-- To do --
**A.** According to the book review, who wrote Striking Contrasts in the Customs of Europe and Japan?
**B.** Which lines of the records contain the string "waxwing"? Copy each one, treating uppercase and lowercase as different.

-- Extract provided --
Monday, October 6, 2014

The First European Description of Japan, 1585: A Critical English-language Edition of Striking Contrasts in the Customs of Europe and Japan by Luis Frois, S.J.



Written records of first encounters with Japan are a dime a dozen. They range from detailed, vivid and compelling ones (see Kaempfer’s The History of Japan: Together with a Description of the Kingdom of Siam, 1690-92, Edward J. Morse’s Japan Day by Day, 1877, 1878-1879, 1882-1883) to colorless, mundane ones (see Mrs. Hugh Fraser’s A Diplomat’s Wife in Japan and Sir Rutherford Alcock’s The Capital of the Tycoon: A Narrative of a Three Years’ Residence in Japan). Despite the varying appeal of the subject matter, the possibilities explored by these narratives have created a need to search more rigorously for the historical conditions and experiences that transpired when foreigners came in contact with Japan for the first time, as these events were numerous, exciting and momentous for everyone involved. I’m pleased to say that the first English translation of Luis Frois’ Striking Contrasts in the Customs of Europe and Japan falls in the former category I just mentioned. The translators and editors of this fascinating book allow the reader to discover in Luis Frois’ animated and insightful observations of 16th century Japan a country and a people that are as complex and cultured as the Europeans who, at the time, were deeply entangled (with various degrees of success) in  expeditions to conquer, civilize and Christianize all the ‘barbarian,’ heathen lands of the barely explored Asiatic regions. The astonishing quality of this book is that it gives a balanced, fair-minded evaluation of Japanese mores and customs by a Jesuit priest at the height of Christian missionary zeal around the globe.

-- Excerpted data --
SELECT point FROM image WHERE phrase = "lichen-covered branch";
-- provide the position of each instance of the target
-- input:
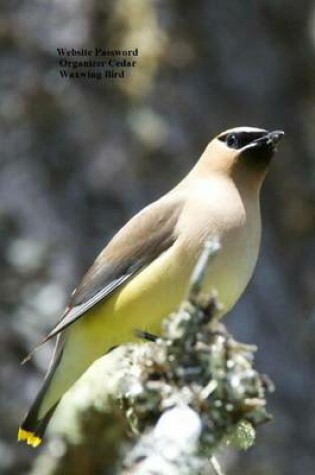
(166, 407)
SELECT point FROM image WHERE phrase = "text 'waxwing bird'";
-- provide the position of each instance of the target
(142, 274)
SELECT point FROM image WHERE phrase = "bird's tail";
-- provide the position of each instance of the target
(35, 421)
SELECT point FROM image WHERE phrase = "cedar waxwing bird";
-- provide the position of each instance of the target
(142, 275)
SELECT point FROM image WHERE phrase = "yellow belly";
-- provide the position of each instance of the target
(142, 304)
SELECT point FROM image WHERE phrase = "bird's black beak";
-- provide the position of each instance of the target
(268, 141)
(258, 153)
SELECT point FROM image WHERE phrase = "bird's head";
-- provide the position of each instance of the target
(242, 152)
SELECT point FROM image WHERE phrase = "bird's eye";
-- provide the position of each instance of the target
(232, 141)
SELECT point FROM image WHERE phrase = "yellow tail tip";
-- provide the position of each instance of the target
(29, 437)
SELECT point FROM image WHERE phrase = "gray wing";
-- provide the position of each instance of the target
(137, 244)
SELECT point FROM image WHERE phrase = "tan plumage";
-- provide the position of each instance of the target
(143, 272)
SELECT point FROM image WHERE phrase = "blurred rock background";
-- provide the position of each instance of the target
(79, 157)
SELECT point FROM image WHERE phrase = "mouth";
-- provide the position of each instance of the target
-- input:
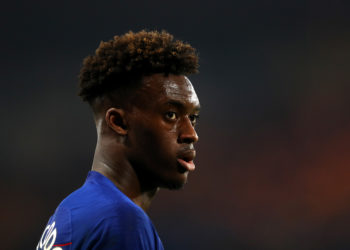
(185, 159)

-- Outputs by task --
**A.** Luis Frois, S.J.

**B.**
SELECT point FROM image WHERE phrase = "text 'waxwing bird'";
SELECT point FROM image WHERE phrase = "cedar waxwing bird";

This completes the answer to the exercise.